-- START OF Records to use --
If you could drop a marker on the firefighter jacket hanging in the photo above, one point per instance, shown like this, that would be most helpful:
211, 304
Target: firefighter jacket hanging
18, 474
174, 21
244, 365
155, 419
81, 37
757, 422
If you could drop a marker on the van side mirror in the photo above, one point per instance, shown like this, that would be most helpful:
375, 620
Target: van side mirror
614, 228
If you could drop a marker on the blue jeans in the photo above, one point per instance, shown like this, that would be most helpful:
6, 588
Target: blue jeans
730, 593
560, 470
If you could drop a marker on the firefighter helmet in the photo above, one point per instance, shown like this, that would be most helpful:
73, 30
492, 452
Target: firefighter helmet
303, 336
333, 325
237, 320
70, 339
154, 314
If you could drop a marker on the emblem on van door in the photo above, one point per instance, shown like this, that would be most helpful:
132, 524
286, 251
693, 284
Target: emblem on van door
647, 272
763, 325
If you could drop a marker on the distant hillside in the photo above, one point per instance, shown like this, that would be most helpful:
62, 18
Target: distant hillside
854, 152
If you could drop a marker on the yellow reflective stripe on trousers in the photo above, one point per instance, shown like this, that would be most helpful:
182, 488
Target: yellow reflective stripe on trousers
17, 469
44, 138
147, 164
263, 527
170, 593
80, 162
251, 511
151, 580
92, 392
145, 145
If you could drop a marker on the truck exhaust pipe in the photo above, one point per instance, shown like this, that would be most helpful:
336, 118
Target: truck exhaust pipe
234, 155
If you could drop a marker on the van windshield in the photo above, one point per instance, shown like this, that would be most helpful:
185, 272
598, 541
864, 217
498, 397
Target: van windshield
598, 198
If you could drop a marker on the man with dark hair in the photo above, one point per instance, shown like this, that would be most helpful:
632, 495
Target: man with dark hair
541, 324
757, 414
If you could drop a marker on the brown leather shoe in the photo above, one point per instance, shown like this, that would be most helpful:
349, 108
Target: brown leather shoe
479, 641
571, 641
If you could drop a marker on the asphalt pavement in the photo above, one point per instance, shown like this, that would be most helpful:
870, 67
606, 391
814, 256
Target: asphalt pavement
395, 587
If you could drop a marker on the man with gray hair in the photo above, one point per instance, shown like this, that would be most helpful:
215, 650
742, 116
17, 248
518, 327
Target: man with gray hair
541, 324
-- END OF Records to use --
Written task.
Could you copy all of the records above line for line, with no changes?

Solution below.
If you could drop a marker on the firefighter jacket hanging in the photo above, one point per instance, shown like this, that would be most helpful:
211, 304
Target: firefighter jacket hanging
18, 474
174, 21
244, 365
155, 419
81, 37
757, 422
If you could drop a marker on the van side mirror in the photo above, one point per instance, shown like this, that would be most helpful:
375, 620
Target: van side mirror
614, 228
If you could drop a marker on the blue jeans in the photo above, one point per instance, shown like this, that would be most helpful:
6, 588
Target: blue jeans
730, 593
560, 470
If you could drop a marker on the firefighter helmet in the photo above, one point per instance, shown like this, that would be most helpful:
73, 30
492, 452
Target: firefighter helmet
303, 336
333, 325
237, 320
70, 339
154, 314
If you could drop a marker on the emblem on van door in the photo above, one point per instance, shown like this, that would be most helpful:
132, 524
286, 251
693, 284
Target: emblem on van door
647, 272
763, 325
If you could drop a marker on the distant hillside in the photo above, one point per instance, shown like this, that would be most helpful:
62, 18
Target: distant hillside
854, 152
If you could drop a marker on the yellow reflective stripe on trousers in the photo above, one point per instance, shown like this, that would be most helpful:
182, 488
Target: yellow reflective stripe on trousers
17, 469
44, 138
147, 164
263, 527
170, 593
80, 162
251, 511
151, 580
92, 392
145, 145
If you could drop a marker on the truck exhaust pipe in the photo above, one point per instance, shown like this, that would be most helpful:
336, 118
Target: truck exhaust pipe
234, 155
If you could drop a marker on the van windshield in the photo above, one point per instance, shown like this, that would be most helpful:
185, 272
598, 541
864, 217
498, 397
Target: van windshield
598, 198
If you could drop a marker on the man with dark hair in the photo above, one point per instance, shown like this, that would be most helpful:
632, 495
Target: man with dark hair
541, 324
757, 414
If you could drop a marker on the brown leather shoe in the photo above, one point per instance, shown like this, that would be most helpful:
349, 108
Target: brown leather shoe
479, 641
571, 641
If you could drop a marker on the asphalt pavement in the photo above, one point per instance, shown like this, that would be most helpful:
870, 67
606, 391
814, 256
Target: asphalt pavement
395, 587
If you could drop a marker on the man with gray hair in the photo above, one point per instance, shown like this, that would be most helpful:
215, 650
742, 116
17, 248
518, 327
Target: man with gray hair
541, 324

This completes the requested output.